Re: Pence. Consider this:

- If Trump is gone, as previously noted, something absolutely huge has happened. Something bigger than all the crap that's happened so far. It's not credible that Pence, in that scenario, is unscathed, untainted by any involvement. Politically, he will be damaged goods.

- Following on from that, if Trump is gone, he's going to turn on his former allies, including Pence. It will be vicious and public and he will dish any dirt he has and make up more. 

- And if Trump is gone, depending on timing, Republicans may not meekly turn over the nomination to a weakened Pence. Some may see an opportunity. 

In sum, if Trump is gone, Pence is not going to serenely walk onto the main stage as if nothing has happened. He's going to be neck deep in shit from the start, with significant obstacles to being elected to overcome. 

Yeah, these are all important things to remember. I see a lot of "but wouldn't President Pence be worse?" talk, and the easy answer is "no".

_AVAILABLE DATA_
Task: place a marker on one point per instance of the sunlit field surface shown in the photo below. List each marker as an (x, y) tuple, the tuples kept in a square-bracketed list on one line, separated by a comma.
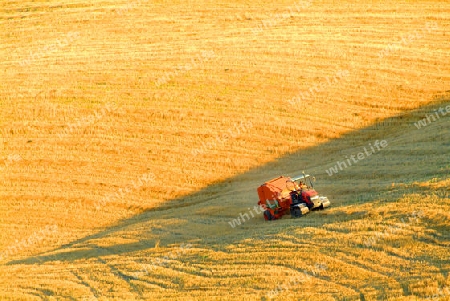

_WHAT TO DO_
Copy out the post about Pence above from "- Following on" to "make up more.", word for word.

_OUTPUT OF THE EXERCISE_
- Following on from that, if Trump is gone, he's going to turn on his former allies, including Pence. It will be vicious and public and he will dish any dirt he has and make up more.